* [What is asked]:
Your task is to copy every line of this material exactly.

☆ ☆ ☆ ☆ ☆

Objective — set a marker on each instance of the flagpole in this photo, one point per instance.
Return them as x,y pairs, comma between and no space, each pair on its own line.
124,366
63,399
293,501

☆ ☆ ☆ ☆ ☆

* [Answer for this exercise]:
Objective — set a marker on each instance of the flagpole in this photo, one point per instance.
Return them as x,y pairs, comma between and no space, each pair on its own line.
124,366
63,399
293,501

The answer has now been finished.